Many consumers support the idea of energy saving features in homes in theory. But in practice, many don’t want to pay for it.
About 10 percent of consumers are “core-value” customers who are environmentally committed and sustainability is part of their identity, said Eric Snider, president and CEO of Lifestory Research, based in Orange County, Calif.
Snider spoke on Thursday at a “Growing Green Homes in the New Economy” panel at a conference at the Brown Palace Hotel sponsored by the National Association of Real Estate Editors today.
He said consumers will show an increased willingness to adopt such things as solar power, but that doesn’t mean they want to pay for it, unless they are part of that 10 percent core-group.
“They will tell you one thing and will behave in a completely different way,” Snider said.
“Our forecast is not positive,” for consumers paying for green features, even though it will save them money over time.
His company’s research also found that it isn’t the younger generation embracing green with the most fervor. Lifestyle’s research found that 50 percent of the people 25 to 30 years old support the idea of being green, while 65 percent of those who in the 60- to 75-age range support green behavior.
But Gene Myers, president of the Denver-based New Town Builders, said that is not his experience with buyers.
He said on a macro-level, he thinks that Snider is correct, but when he can present energy payoffs that start in the first month of ownership, they are sold.
Myers said New Town is the best-selling builder in Stapleton, “and I am competing against eight other builders,” in the most popular master-planned community in Denver.
And when Myers returns to buyers after they have lived in their homes for a while, they are totally devoted to saving energy.
He was at a homeowner meeting Wednesday night at Stapleton, where every home New Town builds has a solar photovoltaic system and an energy monitor.
“Honey, I noticed a spike in our energy-use yesterday,” one man said to his wife. “That’s because I ran the drier,” she explained.
Myers said solar is what draws consumers to the home.
“Thicker insulation isn’t sexy,” Myers said. “Within in our niche, it is a powerful sales tool.”
He said that in 2010 New Town sold 42 homes, last year it sold 89 and last month it sold 19.
“We’re not a national builder; we really do not worry about national trends,” Myers said. “All real estate is local. In our market, solar is viable.”
Myers noted that a lot of builders his size did not survive the latest downturn.
“A lot of mid-sized builders are gone. I honestly don’t think we would have survived if not for our solar and other green features.”

• **Task description**
Answer these questions using the green homes article.
(a) What share of consumers are "core-value" customers?
(b) At which hotel was the conference held?
(c) How many homes did New Town sell in 2010?
Use only the green homes article when answering.

• **Supplied data**
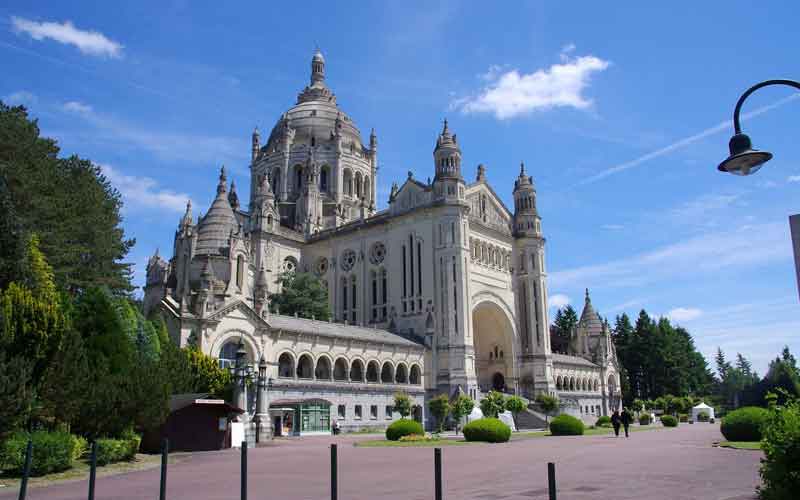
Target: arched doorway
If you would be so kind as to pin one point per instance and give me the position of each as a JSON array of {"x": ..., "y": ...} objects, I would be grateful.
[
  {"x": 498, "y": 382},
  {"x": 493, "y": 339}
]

...

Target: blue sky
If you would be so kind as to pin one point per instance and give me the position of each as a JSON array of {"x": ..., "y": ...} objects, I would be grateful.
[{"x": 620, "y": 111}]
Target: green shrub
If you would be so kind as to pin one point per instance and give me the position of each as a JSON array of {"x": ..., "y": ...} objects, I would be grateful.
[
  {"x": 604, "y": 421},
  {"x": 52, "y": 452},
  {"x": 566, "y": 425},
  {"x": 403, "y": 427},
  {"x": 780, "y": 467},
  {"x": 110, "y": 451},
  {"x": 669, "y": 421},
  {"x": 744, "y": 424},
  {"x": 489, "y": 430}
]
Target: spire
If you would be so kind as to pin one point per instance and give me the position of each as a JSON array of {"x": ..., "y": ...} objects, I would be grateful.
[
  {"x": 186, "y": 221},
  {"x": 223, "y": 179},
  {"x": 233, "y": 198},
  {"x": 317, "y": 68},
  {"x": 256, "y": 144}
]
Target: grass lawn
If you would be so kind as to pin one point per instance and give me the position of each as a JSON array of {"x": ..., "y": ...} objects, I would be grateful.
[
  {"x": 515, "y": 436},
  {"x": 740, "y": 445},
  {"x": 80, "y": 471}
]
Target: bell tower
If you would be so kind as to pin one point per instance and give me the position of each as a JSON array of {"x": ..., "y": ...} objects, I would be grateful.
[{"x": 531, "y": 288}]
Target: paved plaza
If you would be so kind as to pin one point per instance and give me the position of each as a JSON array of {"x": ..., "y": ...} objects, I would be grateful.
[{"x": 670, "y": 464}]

• **Finished exercise**
(a) About 10 percent.
(b) The Brown Palace Hotel.
(c) 42 homes.